### Selected excerpt
Oral and dental lesions in HIV infected Nigerian children
Introduction: oral diseases in the HIV infected children though commonly encountered are under researched and often overlooked by physicians in developing countries. te aim is to document the pattern and frequency of oral lesions in HIV infected children and examine the effects of management with HAART on their rates.
Methods: a cross sectional study designed to identify the oral lesions in consecutive HIV infected children and their distribution at a Paediatric Anti-retroviral clinic. Information on oral disease and clinical features of the subjects were obtained by history and clinical examination and laboratory investigations by the paediatricians and dental surgeon.

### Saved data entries
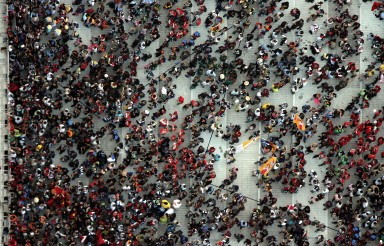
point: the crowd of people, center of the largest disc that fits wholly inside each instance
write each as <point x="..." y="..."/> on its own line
<point x="67" y="95"/>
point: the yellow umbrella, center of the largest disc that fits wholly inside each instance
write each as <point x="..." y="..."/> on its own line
<point x="163" y="219"/>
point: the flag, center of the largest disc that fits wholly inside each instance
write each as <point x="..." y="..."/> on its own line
<point x="299" y="122"/>
<point x="267" y="166"/>
<point x="245" y="144"/>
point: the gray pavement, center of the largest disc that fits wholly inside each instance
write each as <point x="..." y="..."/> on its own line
<point x="245" y="160"/>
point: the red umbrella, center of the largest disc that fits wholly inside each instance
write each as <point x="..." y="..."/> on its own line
<point x="375" y="6"/>
<point x="13" y="87"/>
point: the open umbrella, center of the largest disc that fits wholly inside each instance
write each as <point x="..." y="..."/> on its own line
<point x="176" y="203"/>
<point x="165" y="204"/>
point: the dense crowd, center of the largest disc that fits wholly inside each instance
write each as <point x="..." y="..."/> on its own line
<point x="67" y="95"/>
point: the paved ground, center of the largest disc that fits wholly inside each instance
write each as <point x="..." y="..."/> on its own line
<point x="245" y="160"/>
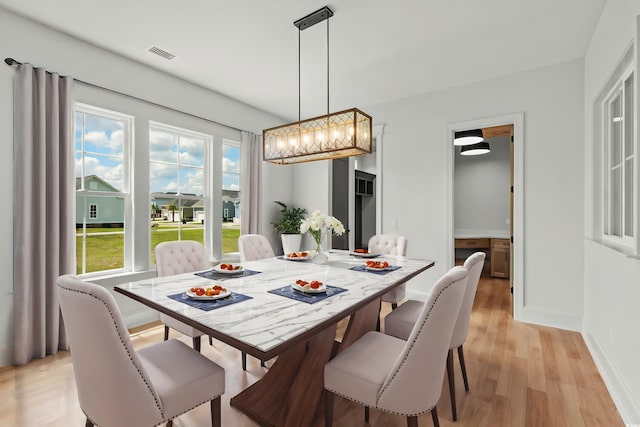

### Activity 1
Name every means the abstract on oral lesions says was used to obtain information on the children's oral disease and clinical features.
### Activity 2
Carry on the abstract on oral lesions from the point after its final sentence.
The rows above have no part in this work.

### Exercise result 1
- History
- Clinical examination
- Laboratory investigations

### Exercise result 2
Results: the 58 children studied consisted of 34 boys and 24 girls with their ages ranging from 3 months to 13 years. Thirty seven (63.8%) of the 58 children had oral diseases. Enamel hypoplasia, candidiasis, caries, angular chelitis, and herpes labialis and were the most common oral lesions found in the patients. Soft tissue oral lesions were less frequently encountered among children on HAART. Statistical significance was recorded among those infected with candidiasis. More than 60% of the children diagnosed with oral disease had no knowledge of the state of their oral health before the study.
Conclusion: oral diseases are very common amongst the children studied. Awareness of oral disease among the children and their caregivers is low. Administration of HAART may have a preventive effect on the development of oral soft tissue disease. There is a need to integrate dental care into the paediatric HIV care programs.